УКАЗАНИЯ И ТРЕБОВАНИЯ: Воспроизведите дословно фрагмент текста о доводах Карадауи, начиная со слов «В начале своей» и вплоть до слов «мирное население Израиля.» включительно.

ТЕКСТ ДЛЯ ЧТЕНИЯ:
=-=-=-=-=

В начале своей речи Карадауи сразу же достаточно оригинально отмежевал ислам от терроризма. Он заявил, что «мученические операции, осуществляемые палестинскими группировками для сопротивления сионистской оккупации, ни в коем случае не должны быть внесены в рамки запрещенного терроризма, даже если жертвы включают в себя некоторое число гражданских лиц»[375]. Не удивительно, что содержание основной части его доклада можно назвать открытой апологией терроризма, нацеленного на мирное население Израиля.

Необходимо иметь в виду, что в глазах Карадауи легитимность атак против гражданских объектов производна от уникальности ситуации арабо-израильского конфликта в Палестине, той тяжести положения, которая лежит на плечах борцов исламского сопротивления, борющегося с оккупацией. Все дальнейшие тезисы, выдвинутые почтенным богословом, исходили из этой базовой предпосылки. Для оправдания атак террористов-смертников против мирных жителей ученый привел шесть аргументов.

Во-первых, он отметил колониалистский, оккупационный, расистский и, наконец, милитаристский характер израильского общества, в котором каждый взрослый человек обязан нести воинскую повинность, будь то мужчина или женщина. Любой израильтянин — либо действительный солдат армии, либо резервист, который может быть призван для войны в любое время. Поэтому те, кого называют «мирные граждане», в действительности «"солдаты" армии сынов Сиона»[376]. Таким образом, ученый приравнивает гражданское население Израиля к вооруженному противнику, тем самым превращая его в легитимный объект для атаки.

=-=-=-=-=

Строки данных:
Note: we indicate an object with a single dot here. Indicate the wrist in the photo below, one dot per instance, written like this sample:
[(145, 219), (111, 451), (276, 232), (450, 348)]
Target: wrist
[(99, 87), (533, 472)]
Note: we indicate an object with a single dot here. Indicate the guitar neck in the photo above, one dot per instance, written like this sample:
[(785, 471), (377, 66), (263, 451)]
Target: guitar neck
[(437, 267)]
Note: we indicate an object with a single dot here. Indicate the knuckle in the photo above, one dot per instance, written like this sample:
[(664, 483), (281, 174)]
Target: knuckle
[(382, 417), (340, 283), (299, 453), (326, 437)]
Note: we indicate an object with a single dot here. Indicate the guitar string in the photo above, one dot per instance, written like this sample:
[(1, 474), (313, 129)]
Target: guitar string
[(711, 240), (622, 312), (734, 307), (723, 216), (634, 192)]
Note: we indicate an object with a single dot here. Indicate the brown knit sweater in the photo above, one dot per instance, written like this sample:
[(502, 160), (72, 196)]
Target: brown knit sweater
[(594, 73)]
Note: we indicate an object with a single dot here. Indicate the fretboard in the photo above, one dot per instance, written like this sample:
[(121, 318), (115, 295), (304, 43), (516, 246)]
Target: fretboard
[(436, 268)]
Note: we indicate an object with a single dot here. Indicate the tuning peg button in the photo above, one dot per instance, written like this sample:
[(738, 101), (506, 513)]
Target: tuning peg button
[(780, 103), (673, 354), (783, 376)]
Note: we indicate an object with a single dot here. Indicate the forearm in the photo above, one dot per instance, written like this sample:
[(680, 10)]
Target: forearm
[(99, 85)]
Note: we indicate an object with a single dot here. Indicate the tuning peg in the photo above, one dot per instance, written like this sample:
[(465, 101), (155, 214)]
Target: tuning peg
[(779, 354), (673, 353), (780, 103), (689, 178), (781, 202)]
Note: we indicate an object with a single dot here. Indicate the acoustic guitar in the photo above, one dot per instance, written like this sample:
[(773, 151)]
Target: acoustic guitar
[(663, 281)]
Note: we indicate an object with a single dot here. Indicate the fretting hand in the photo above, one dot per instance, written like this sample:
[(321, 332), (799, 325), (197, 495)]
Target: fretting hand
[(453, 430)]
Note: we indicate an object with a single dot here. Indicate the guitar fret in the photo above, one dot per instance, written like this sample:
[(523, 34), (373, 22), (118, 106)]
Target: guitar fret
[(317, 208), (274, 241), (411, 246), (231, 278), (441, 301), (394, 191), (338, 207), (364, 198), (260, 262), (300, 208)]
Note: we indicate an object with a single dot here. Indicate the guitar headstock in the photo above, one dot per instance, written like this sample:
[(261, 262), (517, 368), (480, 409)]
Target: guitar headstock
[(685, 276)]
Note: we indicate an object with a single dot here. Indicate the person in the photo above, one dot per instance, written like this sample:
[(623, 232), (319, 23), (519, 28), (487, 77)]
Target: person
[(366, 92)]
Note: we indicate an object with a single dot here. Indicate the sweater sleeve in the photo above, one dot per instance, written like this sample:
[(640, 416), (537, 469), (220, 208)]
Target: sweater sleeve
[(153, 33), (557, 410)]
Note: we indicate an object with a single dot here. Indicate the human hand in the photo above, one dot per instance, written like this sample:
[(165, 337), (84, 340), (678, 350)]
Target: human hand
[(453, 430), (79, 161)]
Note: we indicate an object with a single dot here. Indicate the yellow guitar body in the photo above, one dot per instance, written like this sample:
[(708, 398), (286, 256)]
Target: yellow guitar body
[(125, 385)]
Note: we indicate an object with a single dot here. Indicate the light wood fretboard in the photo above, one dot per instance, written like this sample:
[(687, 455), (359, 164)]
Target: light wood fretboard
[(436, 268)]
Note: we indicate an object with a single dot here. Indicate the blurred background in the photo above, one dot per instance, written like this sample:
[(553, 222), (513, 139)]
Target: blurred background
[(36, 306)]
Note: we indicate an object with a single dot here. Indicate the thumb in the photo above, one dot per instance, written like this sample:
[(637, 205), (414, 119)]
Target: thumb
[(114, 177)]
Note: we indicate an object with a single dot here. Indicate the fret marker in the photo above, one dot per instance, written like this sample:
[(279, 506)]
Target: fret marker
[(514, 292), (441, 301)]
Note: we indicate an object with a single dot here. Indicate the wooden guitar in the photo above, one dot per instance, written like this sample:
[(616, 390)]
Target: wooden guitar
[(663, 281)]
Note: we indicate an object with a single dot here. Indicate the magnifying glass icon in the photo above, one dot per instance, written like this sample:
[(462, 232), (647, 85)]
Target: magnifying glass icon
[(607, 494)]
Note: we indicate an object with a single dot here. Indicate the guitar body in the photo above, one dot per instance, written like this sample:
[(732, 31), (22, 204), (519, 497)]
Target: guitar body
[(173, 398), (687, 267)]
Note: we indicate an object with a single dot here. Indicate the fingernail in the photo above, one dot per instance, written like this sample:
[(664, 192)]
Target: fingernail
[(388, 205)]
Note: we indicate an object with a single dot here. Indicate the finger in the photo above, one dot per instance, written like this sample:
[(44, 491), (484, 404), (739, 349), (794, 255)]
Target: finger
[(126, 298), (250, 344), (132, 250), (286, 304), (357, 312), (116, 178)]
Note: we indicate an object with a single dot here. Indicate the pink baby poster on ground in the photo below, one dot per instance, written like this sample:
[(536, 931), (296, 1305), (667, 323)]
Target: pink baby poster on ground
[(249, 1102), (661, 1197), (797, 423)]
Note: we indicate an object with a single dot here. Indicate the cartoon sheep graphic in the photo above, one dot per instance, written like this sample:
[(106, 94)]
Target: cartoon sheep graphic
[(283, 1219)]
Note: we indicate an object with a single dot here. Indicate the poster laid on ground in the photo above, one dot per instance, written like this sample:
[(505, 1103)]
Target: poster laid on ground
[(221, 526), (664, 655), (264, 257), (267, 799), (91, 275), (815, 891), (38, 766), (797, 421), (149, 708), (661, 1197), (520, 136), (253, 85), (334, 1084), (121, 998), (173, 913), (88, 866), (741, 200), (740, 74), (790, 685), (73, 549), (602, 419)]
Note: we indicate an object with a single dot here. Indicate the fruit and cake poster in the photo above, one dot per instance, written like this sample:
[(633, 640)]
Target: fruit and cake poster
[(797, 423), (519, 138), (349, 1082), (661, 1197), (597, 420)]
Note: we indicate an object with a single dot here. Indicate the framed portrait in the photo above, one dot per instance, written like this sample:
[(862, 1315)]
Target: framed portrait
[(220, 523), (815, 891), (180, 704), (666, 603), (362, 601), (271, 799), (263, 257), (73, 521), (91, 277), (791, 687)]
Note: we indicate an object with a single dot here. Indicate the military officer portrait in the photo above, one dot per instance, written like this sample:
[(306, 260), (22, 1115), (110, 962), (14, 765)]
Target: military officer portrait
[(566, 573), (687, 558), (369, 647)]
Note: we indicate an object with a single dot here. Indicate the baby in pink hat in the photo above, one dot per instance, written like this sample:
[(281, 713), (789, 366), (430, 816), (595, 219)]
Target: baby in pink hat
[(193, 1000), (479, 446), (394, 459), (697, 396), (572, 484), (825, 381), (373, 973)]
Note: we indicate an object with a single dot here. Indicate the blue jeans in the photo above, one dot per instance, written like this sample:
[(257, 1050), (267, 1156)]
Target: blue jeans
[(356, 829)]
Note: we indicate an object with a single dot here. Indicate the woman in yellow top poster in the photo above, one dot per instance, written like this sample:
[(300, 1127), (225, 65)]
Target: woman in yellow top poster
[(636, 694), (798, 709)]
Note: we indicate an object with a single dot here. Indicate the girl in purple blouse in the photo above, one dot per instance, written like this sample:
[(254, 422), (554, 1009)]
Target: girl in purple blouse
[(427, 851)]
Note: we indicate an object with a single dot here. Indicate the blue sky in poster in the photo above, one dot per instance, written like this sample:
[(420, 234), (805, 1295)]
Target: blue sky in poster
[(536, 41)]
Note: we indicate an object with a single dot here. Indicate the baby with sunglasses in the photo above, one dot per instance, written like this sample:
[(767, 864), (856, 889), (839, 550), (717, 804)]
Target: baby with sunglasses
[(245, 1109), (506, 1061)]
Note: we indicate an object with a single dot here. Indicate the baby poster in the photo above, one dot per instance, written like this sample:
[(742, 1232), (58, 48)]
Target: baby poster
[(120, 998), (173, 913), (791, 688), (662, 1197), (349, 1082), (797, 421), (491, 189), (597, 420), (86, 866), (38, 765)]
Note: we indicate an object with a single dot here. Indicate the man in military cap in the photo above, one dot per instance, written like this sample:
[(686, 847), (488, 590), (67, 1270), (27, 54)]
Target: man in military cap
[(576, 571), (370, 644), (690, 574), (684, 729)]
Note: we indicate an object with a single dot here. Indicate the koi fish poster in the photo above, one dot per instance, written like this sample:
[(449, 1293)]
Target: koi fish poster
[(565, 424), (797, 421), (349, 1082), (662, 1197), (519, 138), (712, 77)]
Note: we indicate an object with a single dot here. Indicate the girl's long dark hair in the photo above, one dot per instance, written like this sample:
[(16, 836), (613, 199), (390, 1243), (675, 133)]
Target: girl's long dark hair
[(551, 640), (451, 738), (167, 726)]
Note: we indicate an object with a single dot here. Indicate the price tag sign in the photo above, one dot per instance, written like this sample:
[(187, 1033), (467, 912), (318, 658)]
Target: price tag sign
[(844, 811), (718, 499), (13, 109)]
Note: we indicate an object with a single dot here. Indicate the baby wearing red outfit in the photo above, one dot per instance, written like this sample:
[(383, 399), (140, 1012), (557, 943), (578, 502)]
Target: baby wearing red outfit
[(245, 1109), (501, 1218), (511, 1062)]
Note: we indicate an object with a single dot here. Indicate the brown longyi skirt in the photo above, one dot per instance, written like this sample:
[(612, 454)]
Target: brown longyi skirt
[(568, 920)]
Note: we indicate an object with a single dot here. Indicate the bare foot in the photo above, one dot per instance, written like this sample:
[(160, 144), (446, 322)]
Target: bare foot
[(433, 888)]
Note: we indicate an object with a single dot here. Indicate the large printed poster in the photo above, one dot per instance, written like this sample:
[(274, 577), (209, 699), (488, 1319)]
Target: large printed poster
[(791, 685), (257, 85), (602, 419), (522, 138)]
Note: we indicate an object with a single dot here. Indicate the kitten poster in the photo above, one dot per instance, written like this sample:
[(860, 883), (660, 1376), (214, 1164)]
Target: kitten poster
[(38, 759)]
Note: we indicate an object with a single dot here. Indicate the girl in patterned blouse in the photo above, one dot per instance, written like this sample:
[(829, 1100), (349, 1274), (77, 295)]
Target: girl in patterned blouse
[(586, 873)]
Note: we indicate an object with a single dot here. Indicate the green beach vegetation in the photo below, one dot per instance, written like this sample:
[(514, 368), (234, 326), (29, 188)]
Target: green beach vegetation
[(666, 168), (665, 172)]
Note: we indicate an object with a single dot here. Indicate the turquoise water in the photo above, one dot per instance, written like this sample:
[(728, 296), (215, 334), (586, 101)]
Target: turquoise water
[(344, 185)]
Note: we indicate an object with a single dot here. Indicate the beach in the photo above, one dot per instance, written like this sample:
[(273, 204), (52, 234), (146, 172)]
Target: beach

=-=-=-=-=

РЕЗУЛЬТАТ ВЫПОЛНЕНИЯ:
В начале своей речи Карадауи сразу же достаточно оригинально отмежевал ислам от терроризма. Он заявил, что «мученические операции, осуществляемые палестинскими группировками для сопротивления сионистской оккупации, ни в коем случае не должны быть внесены в рамки запрещенного терроризма, даже если жертвы включают в себя некоторое число гражданских лиц»[375]. Не удивительно, что содержание основной части его доклада можно назвать открытой апологией терроризма, нацеленного на мирное население Израиля.